[Entries taken from a collection]
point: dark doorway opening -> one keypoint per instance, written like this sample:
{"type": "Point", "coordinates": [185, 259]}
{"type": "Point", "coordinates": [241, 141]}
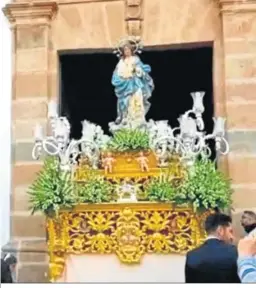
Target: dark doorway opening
{"type": "Point", "coordinates": [87, 93]}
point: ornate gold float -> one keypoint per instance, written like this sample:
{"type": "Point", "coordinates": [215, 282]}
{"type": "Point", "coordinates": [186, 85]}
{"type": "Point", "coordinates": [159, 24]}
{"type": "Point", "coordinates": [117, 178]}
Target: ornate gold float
{"type": "Point", "coordinates": [127, 230]}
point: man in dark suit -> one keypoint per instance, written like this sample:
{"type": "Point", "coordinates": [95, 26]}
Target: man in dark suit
{"type": "Point", "coordinates": [216, 260]}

• **What needs to be done**
Your reply should hold every line above exactly as written and none of the pictures.

• **Result**
point: dark doorway opening -> one keypoint per instance, written like this sample:
{"type": "Point", "coordinates": [185, 259]}
{"type": "Point", "coordinates": [241, 141]}
Target: dark doorway opening
{"type": "Point", "coordinates": [87, 93]}
point: ornate gold float -> one keypoint per instance, written like this sample:
{"type": "Point", "coordinates": [215, 282]}
{"type": "Point", "coordinates": [186, 85]}
{"type": "Point", "coordinates": [159, 24]}
{"type": "Point", "coordinates": [117, 178]}
Target: ornate gold float
{"type": "Point", "coordinates": [127, 230]}
point: man in dark suit -> one keypoint per instance, written like this sample:
{"type": "Point", "coordinates": [95, 26]}
Target: man in dark suit
{"type": "Point", "coordinates": [216, 260]}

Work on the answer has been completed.